## Your objective:
Reproduce the listing that follows with no differences at all.

## Exercise input:
_ _ _
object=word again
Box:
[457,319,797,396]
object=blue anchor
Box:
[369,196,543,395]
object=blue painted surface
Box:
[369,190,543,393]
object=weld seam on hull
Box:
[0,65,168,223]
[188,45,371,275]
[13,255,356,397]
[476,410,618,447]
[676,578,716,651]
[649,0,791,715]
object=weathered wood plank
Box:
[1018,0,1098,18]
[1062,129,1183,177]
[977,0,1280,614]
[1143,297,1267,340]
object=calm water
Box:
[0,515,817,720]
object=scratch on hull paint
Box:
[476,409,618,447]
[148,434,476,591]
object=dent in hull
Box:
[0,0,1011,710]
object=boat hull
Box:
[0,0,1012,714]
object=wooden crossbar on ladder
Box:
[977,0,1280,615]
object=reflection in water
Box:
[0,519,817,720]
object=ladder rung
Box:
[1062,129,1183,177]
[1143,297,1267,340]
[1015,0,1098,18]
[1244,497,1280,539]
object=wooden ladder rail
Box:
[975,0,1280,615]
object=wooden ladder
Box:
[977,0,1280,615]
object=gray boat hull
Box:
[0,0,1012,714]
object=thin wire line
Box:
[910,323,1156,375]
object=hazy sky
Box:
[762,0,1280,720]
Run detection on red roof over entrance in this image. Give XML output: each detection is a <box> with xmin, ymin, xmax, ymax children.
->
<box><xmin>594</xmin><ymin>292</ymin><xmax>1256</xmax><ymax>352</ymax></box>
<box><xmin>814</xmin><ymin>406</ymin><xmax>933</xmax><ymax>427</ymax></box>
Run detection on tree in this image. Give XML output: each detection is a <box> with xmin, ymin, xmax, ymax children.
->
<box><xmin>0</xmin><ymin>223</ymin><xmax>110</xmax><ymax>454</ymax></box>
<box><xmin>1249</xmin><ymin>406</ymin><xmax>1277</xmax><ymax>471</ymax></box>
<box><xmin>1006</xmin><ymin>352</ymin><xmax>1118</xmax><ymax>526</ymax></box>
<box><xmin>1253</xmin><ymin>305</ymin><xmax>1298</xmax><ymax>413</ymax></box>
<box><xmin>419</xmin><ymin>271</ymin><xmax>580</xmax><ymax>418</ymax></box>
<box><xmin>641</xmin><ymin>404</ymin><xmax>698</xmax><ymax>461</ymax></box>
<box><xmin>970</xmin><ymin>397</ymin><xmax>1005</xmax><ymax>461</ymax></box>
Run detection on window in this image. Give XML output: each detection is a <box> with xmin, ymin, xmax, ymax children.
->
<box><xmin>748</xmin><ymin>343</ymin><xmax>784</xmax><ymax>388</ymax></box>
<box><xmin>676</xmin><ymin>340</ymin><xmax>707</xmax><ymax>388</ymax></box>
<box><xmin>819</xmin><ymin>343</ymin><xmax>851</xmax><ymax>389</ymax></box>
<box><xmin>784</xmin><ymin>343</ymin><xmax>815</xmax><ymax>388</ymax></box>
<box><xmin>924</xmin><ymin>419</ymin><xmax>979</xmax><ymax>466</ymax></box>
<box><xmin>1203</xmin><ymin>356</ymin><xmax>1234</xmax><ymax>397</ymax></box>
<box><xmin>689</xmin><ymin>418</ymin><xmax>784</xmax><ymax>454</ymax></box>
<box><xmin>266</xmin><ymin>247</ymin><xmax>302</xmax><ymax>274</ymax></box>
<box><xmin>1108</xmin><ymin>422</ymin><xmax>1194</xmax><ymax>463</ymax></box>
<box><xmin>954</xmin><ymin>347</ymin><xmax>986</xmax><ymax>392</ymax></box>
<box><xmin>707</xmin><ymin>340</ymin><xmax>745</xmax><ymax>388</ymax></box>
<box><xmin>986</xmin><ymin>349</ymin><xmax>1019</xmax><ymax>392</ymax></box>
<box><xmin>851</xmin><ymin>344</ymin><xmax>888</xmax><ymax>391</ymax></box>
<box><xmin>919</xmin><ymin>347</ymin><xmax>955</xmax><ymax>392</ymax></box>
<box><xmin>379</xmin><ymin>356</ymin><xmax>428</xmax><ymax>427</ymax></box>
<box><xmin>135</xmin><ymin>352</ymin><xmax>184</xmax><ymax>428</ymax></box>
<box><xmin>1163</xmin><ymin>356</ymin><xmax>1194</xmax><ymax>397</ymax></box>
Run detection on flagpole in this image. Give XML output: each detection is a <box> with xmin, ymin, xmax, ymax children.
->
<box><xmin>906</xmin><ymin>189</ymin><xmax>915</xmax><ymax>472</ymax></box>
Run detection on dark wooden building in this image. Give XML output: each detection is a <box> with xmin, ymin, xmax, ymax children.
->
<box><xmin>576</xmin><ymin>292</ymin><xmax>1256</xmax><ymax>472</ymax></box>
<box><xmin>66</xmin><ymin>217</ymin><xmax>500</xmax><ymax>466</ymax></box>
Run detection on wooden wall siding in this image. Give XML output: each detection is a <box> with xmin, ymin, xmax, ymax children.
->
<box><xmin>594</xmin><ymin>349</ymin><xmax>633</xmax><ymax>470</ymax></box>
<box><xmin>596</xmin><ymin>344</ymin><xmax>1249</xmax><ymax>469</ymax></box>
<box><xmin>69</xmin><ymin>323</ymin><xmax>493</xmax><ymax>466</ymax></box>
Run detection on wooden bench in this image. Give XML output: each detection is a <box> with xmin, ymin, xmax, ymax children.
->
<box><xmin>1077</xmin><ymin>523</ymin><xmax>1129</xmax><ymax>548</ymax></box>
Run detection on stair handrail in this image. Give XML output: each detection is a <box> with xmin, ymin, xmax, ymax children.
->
_ _ _
## Problem solution:
object=word again
Box:
[457,319,797,396]
object=blue anchor
Box:
[369,196,543,395]
object=blue painted surface
Box:
[369,190,543,393]
object=weld seam on hull
Box:
[0,65,168,223]
[188,45,371,275]
[13,255,356,397]
[476,410,618,447]
[676,578,716,651]
[649,0,791,715]
object=weathered wood plank
Box:
[1018,0,1098,18]
[1062,129,1183,177]
[977,0,1280,614]
[1143,297,1267,340]
object=calm water
Box:
[0,515,817,720]
object=scratch on hull paint
Box:
[476,409,618,447]
[148,434,476,591]
object=dent in hull
Box:
[0,0,1011,710]
object=boat hull
Box:
[0,0,1012,714]
object=wooden crossbar on ladder
Box:
[977,0,1280,615]
object=reflection in water
Box:
[0,519,817,720]
object=ladder rung
Box:
[1062,129,1183,177]
[1143,297,1267,340]
[1015,0,1098,18]
[1244,497,1280,539]
object=wooden ladder rail
Box:
[975,0,1280,615]
object=wooden ladder
Box:
[977,0,1280,615]
object=gray boat hull
Box:
[0,0,1012,714]
object=thin wire line
Box:
[910,323,1156,375]
object=hazy sky
Box:
[762,0,1280,720]
Run detection on red roof over entrance in this image. Give XML output: each detection is a <box> with xmin, ymin, xmax, ymax children.
->
<box><xmin>594</xmin><ymin>292</ymin><xmax>1256</xmax><ymax>352</ymax></box>
<box><xmin>814</xmin><ymin>406</ymin><xmax>933</xmax><ymax>427</ymax></box>
Run detection on tree in this image. Give XML output: each detection is a <box> with xmin, ymin, xmax, ymax children.
->
<box><xmin>0</xmin><ymin>223</ymin><xmax>110</xmax><ymax>454</ymax></box>
<box><xmin>1249</xmin><ymin>406</ymin><xmax>1277</xmax><ymax>471</ymax></box>
<box><xmin>1006</xmin><ymin>352</ymin><xmax>1118</xmax><ymax>526</ymax></box>
<box><xmin>1253</xmin><ymin>305</ymin><xmax>1298</xmax><ymax>413</ymax></box>
<box><xmin>419</xmin><ymin>271</ymin><xmax>580</xmax><ymax>418</ymax></box>
<box><xmin>641</xmin><ymin>404</ymin><xmax>698</xmax><ymax>461</ymax></box>
<box><xmin>970</xmin><ymin>397</ymin><xmax>1005</xmax><ymax>461</ymax></box>
Run detection on window in this image. Give XML output: each detection is a <box> with xmin, ymin, xmax, ymax children.
->
<box><xmin>748</xmin><ymin>343</ymin><xmax>784</xmax><ymax>388</ymax></box>
<box><xmin>676</xmin><ymin>340</ymin><xmax>707</xmax><ymax>388</ymax></box>
<box><xmin>819</xmin><ymin>343</ymin><xmax>851</xmax><ymax>389</ymax></box>
<box><xmin>784</xmin><ymin>343</ymin><xmax>815</xmax><ymax>388</ymax></box>
<box><xmin>924</xmin><ymin>419</ymin><xmax>979</xmax><ymax>466</ymax></box>
<box><xmin>1203</xmin><ymin>356</ymin><xmax>1234</xmax><ymax>397</ymax></box>
<box><xmin>689</xmin><ymin>418</ymin><xmax>784</xmax><ymax>454</ymax></box>
<box><xmin>266</xmin><ymin>247</ymin><xmax>302</xmax><ymax>274</ymax></box>
<box><xmin>1108</xmin><ymin>422</ymin><xmax>1194</xmax><ymax>463</ymax></box>
<box><xmin>954</xmin><ymin>347</ymin><xmax>986</xmax><ymax>392</ymax></box>
<box><xmin>707</xmin><ymin>340</ymin><xmax>745</xmax><ymax>388</ymax></box>
<box><xmin>986</xmin><ymin>349</ymin><xmax>1019</xmax><ymax>392</ymax></box>
<box><xmin>851</xmin><ymin>344</ymin><xmax>888</xmax><ymax>391</ymax></box>
<box><xmin>919</xmin><ymin>347</ymin><xmax>955</xmax><ymax>392</ymax></box>
<box><xmin>379</xmin><ymin>356</ymin><xmax>428</xmax><ymax>427</ymax></box>
<box><xmin>135</xmin><ymin>352</ymin><xmax>184</xmax><ymax>428</ymax></box>
<box><xmin>1163</xmin><ymin>356</ymin><xmax>1194</xmax><ymax>397</ymax></box>
Run detection on flagpole in this image. Give XML output: each detection is a <box> with xmin, ymin, xmax, ymax children.
->
<box><xmin>906</xmin><ymin>189</ymin><xmax>915</xmax><ymax>472</ymax></box>
Run detection on dark wooden building in this image. Give XML output: each detection is a <box> with xmin, ymin, xmax, ymax children.
->
<box><xmin>576</xmin><ymin>292</ymin><xmax>1256</xmax><ymax>472</ymax></box>
<box><xmin>66</xmin><ymin>217</ymin><xmax>500</xmax><ymax>466</ymax></box>
Run detection on wooden wall siding in this image. Give XML output: each detection is a <box> with xmin, ymin, xmax, ymax children.
->
<box><xmin>594</xmin><ymin>349</ymin><xmax>633</xmax><ymax>470</ymax></box>
<box><xmin>596</xmin><ymin>344</ymin><xmax>1249</xmax><ymax>469</ymax></box>
<box><xmin>69</xmin><ymin>323</ymin><xmax>493</xmax><ymax>466</ymax></box>
Run detection on wooden bench in this image. Give XML output: each detection is a <box> with xmin, ymin, xmax, ymax children.
->
<box><xmin>1077</xmin><ymin>523</ymin><xmax>1129</xmax><ymax>548</ymax></box>
Run detection on stair handrail in this image. Give XML output: each detection is a <box> with xmin, ymin, xmax, ymax children.
->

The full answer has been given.